EXTRACT PROVIDED:

▼

This Python script ( http://www.aaronsw.com/2002/diff/diff.py
apparently separates html source code into words by splitting the html at every space. Then it renders a nice html diff.
However, defining words as "anything between a space" leads to unwanted formatting in the diff. I want to change it to split at punctuation, as well as spaces. (Currently it only splits words outside of html tags, and that should stay the same.)
Example of problems because of breaking only at spaces:
old: This is nice.
new: This is nice, good, and great.
Diff: This is -nice.- +nice, good, and great.+
It shows the word "nice" twice in the diff, because it treats "nice." (including the period) as one word.
Instead, I would like the diff to be:
This is nice-.- +, good, and great.+
(showing that the period was deleted, and a comma was added right after it, etc.; but showing the word "nice" only once).

▲

EXERCISE INSTRUCTIONS:
A. Answer these questions from the diff post:
(i) At what character does the script currently split HTML source into words?
(ii) In the example, what is the new version of the sentence?
(iii) Why does the word "nice" show up twice in the diff?
B. Proceed with the diff post, picking up after its final sentence.
The entries that come after the diff post are not needed.

Raw records:
▼

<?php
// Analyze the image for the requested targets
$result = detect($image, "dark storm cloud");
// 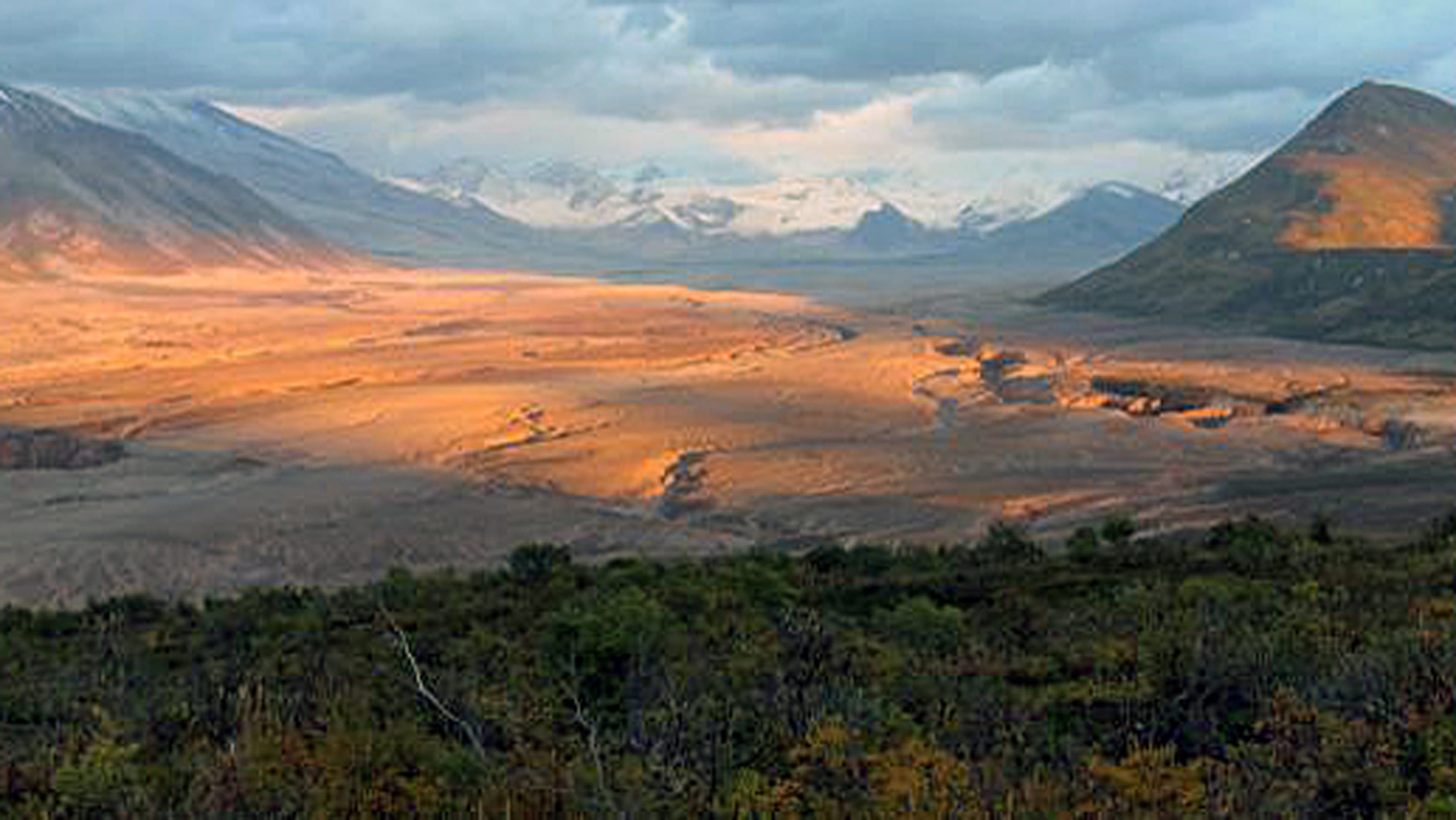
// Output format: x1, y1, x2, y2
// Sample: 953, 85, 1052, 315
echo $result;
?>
0, 0, 610, 99
0, 0, 1456, 162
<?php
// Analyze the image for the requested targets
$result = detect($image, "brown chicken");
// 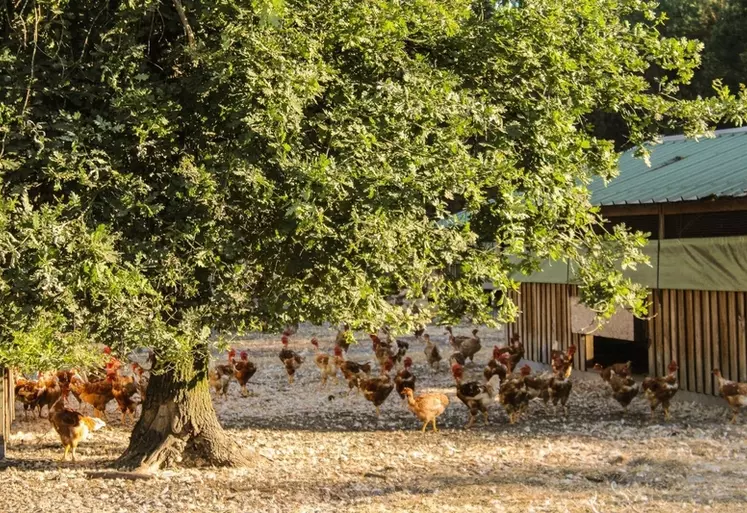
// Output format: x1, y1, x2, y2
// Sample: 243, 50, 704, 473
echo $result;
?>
35, 372, 62, 418
594, 362, 633, 383
423, 333, 441, 371
335, 346, 371, 391
550, 345, 576, 372
498, 365, 532, 424
132, 362, 150, 404
713, 369, 747, 424
70, 374, 114, 419
369, 334, 394, 368
394, 356, 415, 399
459, 329, 482, 362
641, 360, 680, 419
335, 322, 353, 353
49, 400, 106, 461
544, 354, 576, 415
279, 335, 304, 384
15, 378, 38, 420
609, 370, 640, 413
359, 360, 394, 417
451, 363, 495, 429
208, 349, 236, 399
106, 372, 138, 425
311, 337, 338, 388
482, 346, 510, 384
231, 351, 257, 397
402, 388, 449, 433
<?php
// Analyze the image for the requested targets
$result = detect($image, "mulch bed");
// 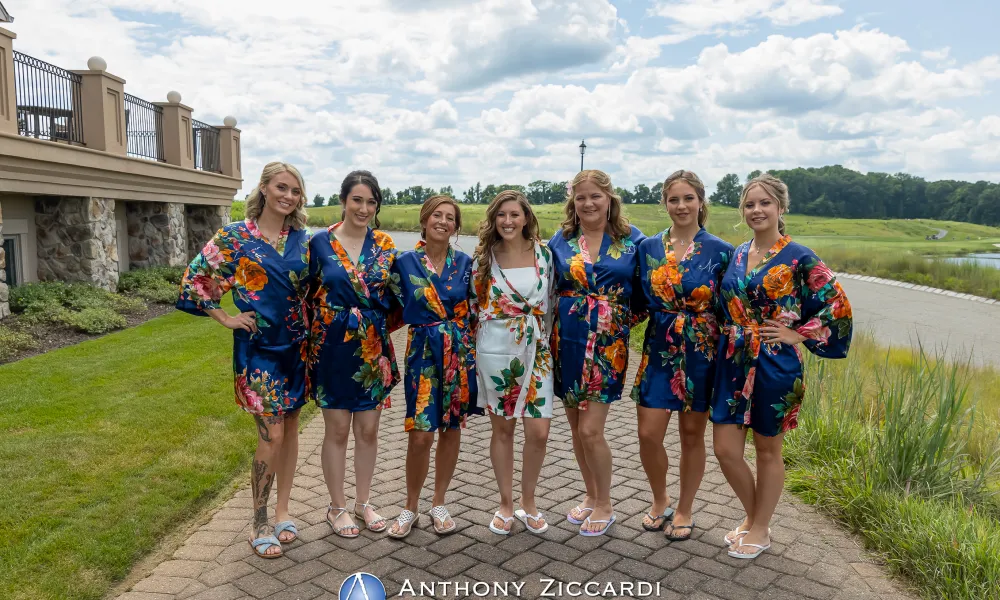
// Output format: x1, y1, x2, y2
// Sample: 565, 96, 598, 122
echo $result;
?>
0, 302, 175, 364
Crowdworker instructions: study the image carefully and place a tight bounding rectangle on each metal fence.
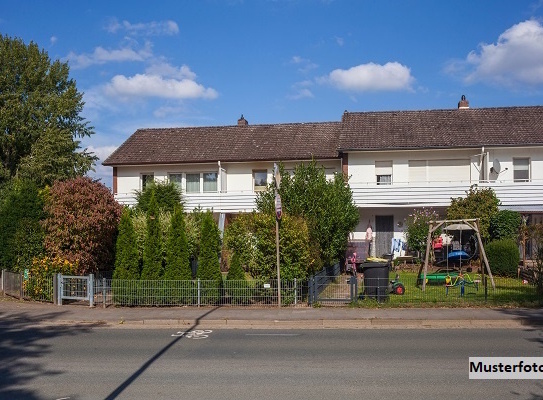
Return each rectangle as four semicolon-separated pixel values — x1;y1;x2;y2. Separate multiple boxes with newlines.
2;271;543;307
94;279;307;307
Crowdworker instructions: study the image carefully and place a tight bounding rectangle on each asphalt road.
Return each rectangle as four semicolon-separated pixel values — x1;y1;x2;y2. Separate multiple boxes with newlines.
0;326;543;400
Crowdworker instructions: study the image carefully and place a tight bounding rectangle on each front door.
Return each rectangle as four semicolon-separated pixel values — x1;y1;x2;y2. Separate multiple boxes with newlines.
375;215;394;257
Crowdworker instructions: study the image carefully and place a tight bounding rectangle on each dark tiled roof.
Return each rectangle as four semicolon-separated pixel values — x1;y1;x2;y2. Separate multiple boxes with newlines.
103;106;543;166
103;122;340;165
339;107;543;150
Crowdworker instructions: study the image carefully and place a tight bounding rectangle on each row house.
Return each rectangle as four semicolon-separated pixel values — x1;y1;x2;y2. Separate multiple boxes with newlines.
103;96;543;255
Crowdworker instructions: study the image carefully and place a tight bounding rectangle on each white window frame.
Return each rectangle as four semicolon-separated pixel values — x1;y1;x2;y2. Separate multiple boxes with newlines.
375;160;392;185
513;157;532;182
253;169;268;192
140;172;155;192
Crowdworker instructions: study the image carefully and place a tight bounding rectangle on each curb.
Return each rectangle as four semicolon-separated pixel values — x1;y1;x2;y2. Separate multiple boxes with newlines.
56;318;534;330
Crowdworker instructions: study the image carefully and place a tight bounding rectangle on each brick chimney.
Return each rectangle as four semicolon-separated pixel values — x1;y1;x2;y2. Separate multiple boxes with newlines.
238;114;249;126
458;95;469;110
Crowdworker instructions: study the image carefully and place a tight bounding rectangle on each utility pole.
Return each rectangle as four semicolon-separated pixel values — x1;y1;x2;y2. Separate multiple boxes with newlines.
273;163;283;308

▲

ANSWERS TO EACH TASK:
A.
(i) At every space.
(ii) "This is nice, good, and great."
(iii) The script treats "nice." (including the period) as one word.

B.
I'm not sure which line in the script spits the html at spaces. Please help me identify it and show me how to modify the script to split at these characters also (in addition to spaces):
. , ; : ' " ! -
period comma semicolon colon apost. dblquote excl. hyphen
For example, the desired effect is to treat this sentence has having about 13 words, rather than 5:
This, he said, is "a well-made program!"
That way, the diff would be:
This +is+, he said, -is- "a --well-- +better+ -made program!+!+"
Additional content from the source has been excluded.